# Directive
Report how many lines of the listing contain the string "street". Case counts, and the answer is the number alone.

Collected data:
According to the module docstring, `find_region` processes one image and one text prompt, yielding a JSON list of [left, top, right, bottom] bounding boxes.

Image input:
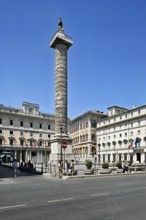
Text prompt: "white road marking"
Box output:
[[125, 186, 146, 192], [91, 193, 109, 197], [48, 198, 74, 203], [0, 204, 26, 210]]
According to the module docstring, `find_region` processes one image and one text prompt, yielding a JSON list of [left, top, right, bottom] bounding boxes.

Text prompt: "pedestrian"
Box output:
[[12, 160, 17, 177], [125, 161, 129, 173], [58, 160, 62, 178], [122, 161, 125, 173], [70, 160, 75, 175]]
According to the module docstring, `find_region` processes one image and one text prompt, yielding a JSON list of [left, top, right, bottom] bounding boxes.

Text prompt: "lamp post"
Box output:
[[60, 127, 63, 167]]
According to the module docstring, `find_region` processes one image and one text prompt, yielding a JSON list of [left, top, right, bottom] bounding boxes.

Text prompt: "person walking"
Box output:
[[58, 160, 63, 178], [12, 160, 17, 177]]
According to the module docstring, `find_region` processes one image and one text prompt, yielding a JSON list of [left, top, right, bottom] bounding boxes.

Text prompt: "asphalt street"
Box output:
[[0, 174, 146, 220]]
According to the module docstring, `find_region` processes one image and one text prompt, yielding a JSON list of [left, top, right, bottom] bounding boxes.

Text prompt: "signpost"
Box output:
[[61, 141, 67, 172], [61, 141, 67, 150]]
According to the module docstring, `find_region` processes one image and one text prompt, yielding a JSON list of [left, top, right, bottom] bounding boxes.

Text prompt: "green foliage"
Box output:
[[85, 160, 92, 169], [116, 161, 122, 169], [102, 162, 109, 169]]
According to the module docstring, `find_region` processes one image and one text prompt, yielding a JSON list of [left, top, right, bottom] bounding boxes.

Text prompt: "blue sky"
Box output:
[[0, 0, 146, 119]]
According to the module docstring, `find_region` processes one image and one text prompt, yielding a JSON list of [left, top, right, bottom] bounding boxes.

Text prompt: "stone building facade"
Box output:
[[96, 105, 146, 163], [70, 111, 107, 160], [0, 102, 55, 162]]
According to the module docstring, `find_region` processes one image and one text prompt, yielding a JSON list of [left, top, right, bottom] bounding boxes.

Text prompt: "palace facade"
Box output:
[[0, 102, 55, 162], [96, 105, 146, 163], [70, 111, 107, 160]]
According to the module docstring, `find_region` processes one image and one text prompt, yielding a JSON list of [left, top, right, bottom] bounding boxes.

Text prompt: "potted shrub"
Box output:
[[99, 162, 112, 174], [84, 159, 93, 175]]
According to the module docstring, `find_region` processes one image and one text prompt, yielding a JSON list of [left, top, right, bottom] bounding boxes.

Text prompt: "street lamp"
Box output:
[[60, 127, 63, 164]]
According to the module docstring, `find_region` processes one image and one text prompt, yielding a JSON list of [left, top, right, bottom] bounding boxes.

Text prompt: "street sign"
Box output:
[[61, 141, 67, 149]]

# Answer for the task
3